BACAAN LATIHAN:
·····

Masjid Al-Mukarramah Nanga Silat
Masjid Jami al-Mukarramah yang berlokasi di Desa Banua Halat, Tapin, Banjarmasin, Kalimantan Selatan ini, memang jauh dari keramaian hiruk-pikuk kota. Berbeda dengan Masjid Sabilal Muhtadin yang berlokasi di jantung kota Banjarmasin. Meskipun demikian, masjid ini telah mengukir sejarah masa lampau yang gemilang, tepatnya ketika perang fisik berlangsung di Pulau Bomeo ini. Bentuk bangunannya mirip kubah sehingga kesan keasliannya pun masih lekat pada masjid ini.
Orang pertama yang membuat sekaligus menjadi pelopor pembangunan masjid ini ialah Haji Mungani Salingnata. Untuk merealisasikan gagasannya itu, ia bersama anaknya berangkat ke sebuah hutan belantara yang jaraknya dari Desa Banua Halat kurang lebih enam kilo meter. Di hutan inilah ia mencari kayu ulin untuk tiang utama (soko- guru) masjidnya.

·····

CUPLIKAN DATA:
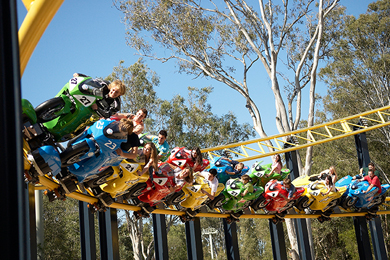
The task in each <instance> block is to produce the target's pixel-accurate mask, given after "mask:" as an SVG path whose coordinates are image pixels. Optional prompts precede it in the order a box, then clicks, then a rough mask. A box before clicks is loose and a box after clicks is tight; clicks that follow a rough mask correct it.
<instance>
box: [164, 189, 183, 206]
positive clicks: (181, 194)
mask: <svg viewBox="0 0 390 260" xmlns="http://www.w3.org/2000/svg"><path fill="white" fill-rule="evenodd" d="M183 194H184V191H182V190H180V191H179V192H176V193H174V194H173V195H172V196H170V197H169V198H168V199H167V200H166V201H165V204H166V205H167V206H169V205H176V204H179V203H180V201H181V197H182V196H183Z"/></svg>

·····

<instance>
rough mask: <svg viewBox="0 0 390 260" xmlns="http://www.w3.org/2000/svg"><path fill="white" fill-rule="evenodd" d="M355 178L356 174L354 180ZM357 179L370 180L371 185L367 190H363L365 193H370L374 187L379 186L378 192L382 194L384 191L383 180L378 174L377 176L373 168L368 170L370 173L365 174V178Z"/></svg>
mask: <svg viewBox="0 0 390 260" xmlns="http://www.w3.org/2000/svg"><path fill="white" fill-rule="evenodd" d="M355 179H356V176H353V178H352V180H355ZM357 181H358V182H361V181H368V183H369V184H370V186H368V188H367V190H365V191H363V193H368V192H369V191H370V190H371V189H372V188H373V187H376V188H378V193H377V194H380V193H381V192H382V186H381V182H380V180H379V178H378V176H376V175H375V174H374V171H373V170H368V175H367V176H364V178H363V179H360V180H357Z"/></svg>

·····

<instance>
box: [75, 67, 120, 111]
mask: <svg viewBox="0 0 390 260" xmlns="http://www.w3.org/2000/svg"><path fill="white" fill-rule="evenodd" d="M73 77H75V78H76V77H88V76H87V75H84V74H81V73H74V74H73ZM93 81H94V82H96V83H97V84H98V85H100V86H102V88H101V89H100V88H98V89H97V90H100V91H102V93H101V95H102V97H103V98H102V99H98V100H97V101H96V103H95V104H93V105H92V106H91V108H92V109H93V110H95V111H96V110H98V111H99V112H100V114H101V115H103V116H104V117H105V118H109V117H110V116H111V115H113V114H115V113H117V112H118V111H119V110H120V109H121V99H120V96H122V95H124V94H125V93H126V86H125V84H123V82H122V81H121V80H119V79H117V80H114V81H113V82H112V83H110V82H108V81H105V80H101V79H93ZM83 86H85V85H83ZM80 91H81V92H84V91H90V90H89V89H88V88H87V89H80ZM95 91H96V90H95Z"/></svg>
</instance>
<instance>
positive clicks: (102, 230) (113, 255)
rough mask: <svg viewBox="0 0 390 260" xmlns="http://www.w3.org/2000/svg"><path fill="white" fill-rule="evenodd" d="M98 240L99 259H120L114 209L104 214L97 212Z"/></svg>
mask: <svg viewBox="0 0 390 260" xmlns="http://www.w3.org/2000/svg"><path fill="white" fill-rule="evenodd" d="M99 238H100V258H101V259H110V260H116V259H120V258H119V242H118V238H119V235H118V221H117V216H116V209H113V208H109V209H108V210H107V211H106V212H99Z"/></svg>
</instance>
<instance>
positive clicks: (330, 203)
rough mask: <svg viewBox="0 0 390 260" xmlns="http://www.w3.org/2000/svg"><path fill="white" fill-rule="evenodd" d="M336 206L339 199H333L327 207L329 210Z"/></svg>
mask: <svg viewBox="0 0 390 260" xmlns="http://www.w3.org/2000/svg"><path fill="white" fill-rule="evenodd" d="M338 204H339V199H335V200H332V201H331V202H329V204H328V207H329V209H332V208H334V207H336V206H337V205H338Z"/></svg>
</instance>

·····

SOAL YANG DIJAWAB:
• a. Salin kata demi kata bagian teks tentang Masjid Al-Mukarramah, mulai dari "Orang pertama yang" sampai dengan "(soko- guru) masjidnya.".
• b. Nama tempat apa saja yang disebut dalam kalimat pertama paragraf setelah judul teks tentang Masjid Al-Mukarramah untuk menunjukkan lokasi masjid itu?

JAWABAN SOAL:
• a.
Orang pertama yang membuat sekaligus menjadi pelopor pembangunan masjid ini ialah Haji Mungani Salingnata. Untuk merealisasikan gagasannya itu, ia bersama anaknya berangkat ke sebuah hutan belantara yang jaraknya dari Desa Banua Halat kurang lebih enam kilo meter. Di hutan inilah ia mencari kayu ulin untuk tiang utama (soko- guru) masjidnya.

• b. Desa Banua Halat, Tapin, Banjarmasin, Kalimantan Selatan